SOURCE.
▼▼▼

Adaptation to climate change varies across Australia, depending on the climatic zone and the agricultural practices at play, whether farms are raising livestock, grains, orchards, stone fruit, wine grapes, fibres, or aquaculture.
By 2050, climate change is projected to halve the irrigated agricultural output of the Murray-Darling Basin region, which currently accounts for 50% of Australia’s irrigated agricultural output by value (about $7.2 billion per year)
Climate Council
This is just one of the economic impacts to the agriculture sector if adaptation is not undertaken, and this will only get worse if the mitigation strategies outlined below are not implemented.
Broadly speaking, adaptation to climate change falls into a number of different categories:
Information and forecasting | Water management |
Farming practices | Forestry management (including fire management) |
Land management |
Our plan
- Adoption of an agreed set of metrics to measure progress towards ‘sustainable agriculture’.
- Reporting on our national progress against these metrics.
- Investment in the CSIRO and BOM to improve data, modelling and forecasting across the productive regions of the Australian continent and coastal waters
- Invest in RDC activities to promote adaptation and mitigation strategies
- Encourage reforestation (through planting of native vegetation), reduction in land clearing and soil carbon capture (through the use of no-till techniques, planting native grasses, and other regenerative farming techniques)

▲▲▲

WRITTEN INSTRUCTION.
Copy the climate adaptation text starting at "- Reporting on" and ending at "regenerative farming techniques)", substituting "revegetation" for "reforestation".

(Extracted records)
▼▼▼

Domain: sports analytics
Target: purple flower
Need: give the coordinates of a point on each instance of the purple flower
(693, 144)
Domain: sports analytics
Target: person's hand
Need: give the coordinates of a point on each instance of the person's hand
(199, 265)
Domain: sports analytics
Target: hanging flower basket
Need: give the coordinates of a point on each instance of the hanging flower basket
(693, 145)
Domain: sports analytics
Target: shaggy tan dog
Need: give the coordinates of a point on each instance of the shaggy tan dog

▲▲▲

REPLY.
- Reporting on our national progress against these metrics.
- Investment in the CSIRO and BOM to improve data, modelling and forecasting across the productive regions of the Australian continent and coastal waters
- Invest in RDC activities to promote adaptation and mitigation strategies
- Encourage revegetation (through planting of native vegetation), reduction in land clearing and soil carbon capture (through the use of no-till techniques, planting native grasses, and other regenerative farming techniques)